- INSTRUCTIONS FOR THE TASK -
Without any of its pictures, the listing below should be output exactly.

-=-=-=-=-

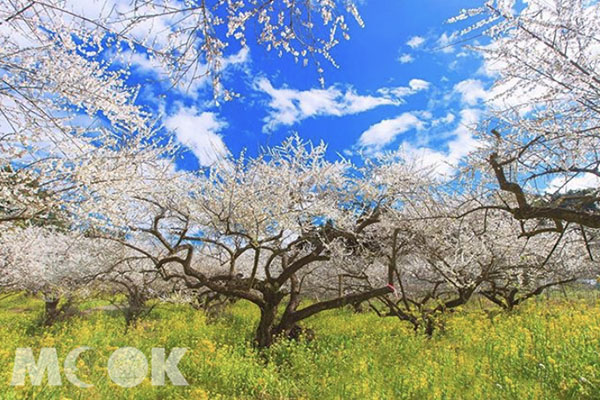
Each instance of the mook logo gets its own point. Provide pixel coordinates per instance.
(126, 367)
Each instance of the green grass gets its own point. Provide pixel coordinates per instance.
(547, 349)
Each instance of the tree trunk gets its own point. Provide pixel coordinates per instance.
(51, 310)
(265, 331)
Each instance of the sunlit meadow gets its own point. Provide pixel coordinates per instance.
(546, 349)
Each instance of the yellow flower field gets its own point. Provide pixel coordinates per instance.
(547, 349)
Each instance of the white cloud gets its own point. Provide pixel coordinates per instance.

-=-=-=-=-

- THE ANSWER -
Each instance of the mook logo gets its own point. Provide pixel coordinates per instance.
(126, 367)
Each instance of the green grass gets its own point. Provide pixel coordinates per instance.
(547, 349)
Each instance of the tree trunk gets its own point. Provide pixel coordinates per instance.
(51, 310)
(265, 331)
Each instance of the sunlit meadow gets its own point. Provide pixel coordinates per instance.
(546, 349)
Each instance of the yellow flower field gets its own point. Provide pixel coordinates per instance.
(547, 349)
Each instance of the white cloud gets its own point. Provide pixel coordinates per instance.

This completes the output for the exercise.